- Task details -
Write out again the items from the line with "skyline shown in this photo, matching this sample?" through the end of the items, switching "crane" to "construction crane" and leaving everything else the same.
____
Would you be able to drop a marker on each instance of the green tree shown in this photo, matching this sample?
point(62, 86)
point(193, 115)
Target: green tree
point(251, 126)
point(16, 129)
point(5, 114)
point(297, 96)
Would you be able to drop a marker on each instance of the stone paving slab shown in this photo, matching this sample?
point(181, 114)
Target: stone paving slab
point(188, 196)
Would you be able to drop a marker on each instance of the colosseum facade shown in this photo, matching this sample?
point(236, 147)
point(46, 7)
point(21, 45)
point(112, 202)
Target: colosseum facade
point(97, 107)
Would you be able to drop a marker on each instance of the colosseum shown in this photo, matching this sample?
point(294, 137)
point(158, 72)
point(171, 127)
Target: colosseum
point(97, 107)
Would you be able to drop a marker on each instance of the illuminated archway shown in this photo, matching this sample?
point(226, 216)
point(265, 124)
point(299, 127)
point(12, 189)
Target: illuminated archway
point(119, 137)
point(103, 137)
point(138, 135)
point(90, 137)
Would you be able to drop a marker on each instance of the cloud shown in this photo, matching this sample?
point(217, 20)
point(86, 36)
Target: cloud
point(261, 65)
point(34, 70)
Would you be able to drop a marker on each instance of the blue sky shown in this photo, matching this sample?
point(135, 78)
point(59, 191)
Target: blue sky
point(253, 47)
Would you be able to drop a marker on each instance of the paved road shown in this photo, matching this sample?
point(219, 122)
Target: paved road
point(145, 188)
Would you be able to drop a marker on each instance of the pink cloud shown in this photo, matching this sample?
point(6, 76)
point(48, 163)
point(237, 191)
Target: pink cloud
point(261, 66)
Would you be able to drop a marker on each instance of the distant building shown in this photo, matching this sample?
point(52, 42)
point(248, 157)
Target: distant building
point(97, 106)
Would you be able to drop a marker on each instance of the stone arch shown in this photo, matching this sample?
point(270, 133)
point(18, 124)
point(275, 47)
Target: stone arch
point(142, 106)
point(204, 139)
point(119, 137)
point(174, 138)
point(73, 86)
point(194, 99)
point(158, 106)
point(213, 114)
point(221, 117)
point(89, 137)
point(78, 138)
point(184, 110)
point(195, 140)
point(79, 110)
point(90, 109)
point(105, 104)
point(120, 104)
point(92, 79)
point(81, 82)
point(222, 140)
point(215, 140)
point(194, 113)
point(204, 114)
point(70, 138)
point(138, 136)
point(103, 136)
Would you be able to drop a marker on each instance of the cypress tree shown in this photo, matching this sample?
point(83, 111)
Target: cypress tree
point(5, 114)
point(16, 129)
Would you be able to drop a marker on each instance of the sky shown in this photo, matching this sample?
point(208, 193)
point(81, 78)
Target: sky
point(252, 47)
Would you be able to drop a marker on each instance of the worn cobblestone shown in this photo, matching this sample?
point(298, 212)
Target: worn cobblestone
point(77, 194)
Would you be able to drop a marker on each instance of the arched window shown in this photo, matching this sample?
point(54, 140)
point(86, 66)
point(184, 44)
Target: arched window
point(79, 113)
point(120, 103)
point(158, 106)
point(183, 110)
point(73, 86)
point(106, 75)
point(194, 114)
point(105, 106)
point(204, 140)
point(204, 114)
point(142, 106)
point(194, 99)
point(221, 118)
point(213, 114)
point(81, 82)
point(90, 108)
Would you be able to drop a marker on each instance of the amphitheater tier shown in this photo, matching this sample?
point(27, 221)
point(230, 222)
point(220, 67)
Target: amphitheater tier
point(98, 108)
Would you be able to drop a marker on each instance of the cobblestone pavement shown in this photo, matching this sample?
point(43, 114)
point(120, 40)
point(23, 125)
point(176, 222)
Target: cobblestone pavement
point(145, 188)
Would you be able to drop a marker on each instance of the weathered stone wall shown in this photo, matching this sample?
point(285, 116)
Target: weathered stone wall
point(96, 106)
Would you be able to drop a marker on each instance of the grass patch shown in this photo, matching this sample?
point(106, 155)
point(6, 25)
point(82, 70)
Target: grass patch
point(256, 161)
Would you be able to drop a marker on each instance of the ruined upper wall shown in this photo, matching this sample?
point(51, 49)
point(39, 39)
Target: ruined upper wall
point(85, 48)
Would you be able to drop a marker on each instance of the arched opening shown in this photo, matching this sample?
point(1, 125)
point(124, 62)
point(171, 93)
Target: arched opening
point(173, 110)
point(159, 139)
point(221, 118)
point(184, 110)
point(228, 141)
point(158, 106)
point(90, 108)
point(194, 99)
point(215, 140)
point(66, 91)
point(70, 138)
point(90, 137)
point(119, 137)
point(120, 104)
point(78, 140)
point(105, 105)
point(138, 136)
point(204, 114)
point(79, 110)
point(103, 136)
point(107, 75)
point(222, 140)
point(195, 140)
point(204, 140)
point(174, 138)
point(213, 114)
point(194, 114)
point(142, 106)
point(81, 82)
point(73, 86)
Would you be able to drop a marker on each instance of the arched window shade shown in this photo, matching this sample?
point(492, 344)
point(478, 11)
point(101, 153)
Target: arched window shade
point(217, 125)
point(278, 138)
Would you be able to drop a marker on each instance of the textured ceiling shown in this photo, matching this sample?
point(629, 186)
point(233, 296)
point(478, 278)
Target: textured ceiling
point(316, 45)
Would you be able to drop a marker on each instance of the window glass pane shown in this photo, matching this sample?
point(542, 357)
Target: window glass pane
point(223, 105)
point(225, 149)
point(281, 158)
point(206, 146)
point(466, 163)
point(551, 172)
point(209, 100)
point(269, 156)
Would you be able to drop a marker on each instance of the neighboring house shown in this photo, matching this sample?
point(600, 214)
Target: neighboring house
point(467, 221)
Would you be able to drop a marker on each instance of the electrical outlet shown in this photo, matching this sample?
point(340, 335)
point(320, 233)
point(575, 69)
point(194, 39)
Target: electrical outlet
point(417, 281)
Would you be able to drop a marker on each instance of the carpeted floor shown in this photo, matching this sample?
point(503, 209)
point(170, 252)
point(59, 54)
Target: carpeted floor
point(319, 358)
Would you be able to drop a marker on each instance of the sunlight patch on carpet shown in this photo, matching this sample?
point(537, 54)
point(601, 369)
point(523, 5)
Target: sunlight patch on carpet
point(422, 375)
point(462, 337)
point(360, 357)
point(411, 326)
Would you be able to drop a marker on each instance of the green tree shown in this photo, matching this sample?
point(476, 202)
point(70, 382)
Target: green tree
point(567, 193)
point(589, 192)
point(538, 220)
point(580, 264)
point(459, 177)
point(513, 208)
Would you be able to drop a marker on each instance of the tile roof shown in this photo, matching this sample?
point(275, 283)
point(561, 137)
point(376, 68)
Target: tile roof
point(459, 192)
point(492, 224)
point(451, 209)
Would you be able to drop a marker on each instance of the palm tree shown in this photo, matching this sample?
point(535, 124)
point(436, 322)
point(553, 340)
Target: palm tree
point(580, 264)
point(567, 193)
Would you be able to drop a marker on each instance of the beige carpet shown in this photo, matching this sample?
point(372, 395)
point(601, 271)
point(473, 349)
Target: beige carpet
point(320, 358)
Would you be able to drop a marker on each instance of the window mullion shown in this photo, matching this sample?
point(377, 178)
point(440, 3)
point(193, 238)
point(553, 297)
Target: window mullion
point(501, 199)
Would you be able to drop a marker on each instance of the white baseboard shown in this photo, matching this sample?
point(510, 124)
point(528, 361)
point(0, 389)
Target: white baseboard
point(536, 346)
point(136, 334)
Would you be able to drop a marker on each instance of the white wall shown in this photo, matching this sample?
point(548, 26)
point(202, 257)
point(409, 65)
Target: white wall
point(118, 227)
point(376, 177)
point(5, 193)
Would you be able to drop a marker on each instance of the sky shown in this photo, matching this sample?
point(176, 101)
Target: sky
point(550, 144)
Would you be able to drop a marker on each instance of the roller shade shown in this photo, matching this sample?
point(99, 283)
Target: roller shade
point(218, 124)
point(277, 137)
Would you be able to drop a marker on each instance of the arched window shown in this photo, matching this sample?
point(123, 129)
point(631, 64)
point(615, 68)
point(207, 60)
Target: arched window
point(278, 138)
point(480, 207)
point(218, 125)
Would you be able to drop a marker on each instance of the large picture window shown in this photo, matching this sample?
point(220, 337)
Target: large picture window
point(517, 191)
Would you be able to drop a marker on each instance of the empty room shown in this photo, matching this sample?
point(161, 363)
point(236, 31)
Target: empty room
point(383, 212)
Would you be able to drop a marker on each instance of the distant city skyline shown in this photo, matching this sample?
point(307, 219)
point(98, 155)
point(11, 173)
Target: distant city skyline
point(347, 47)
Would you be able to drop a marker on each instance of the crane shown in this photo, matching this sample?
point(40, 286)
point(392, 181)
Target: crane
____
- Solution below -
Would you be able to drop a marker on each instance of the distant city skyline shown in this photo, matching this sample?
point(307, 219)
point(98, 155)
point(11, 173)
Target: distant city skyline
point(347, 47)
Would you be able to drop a marker on each instance of the construction crane shown in this photo, matching this sample?
point(40, 286)
point(392, 181)
Target: construction crane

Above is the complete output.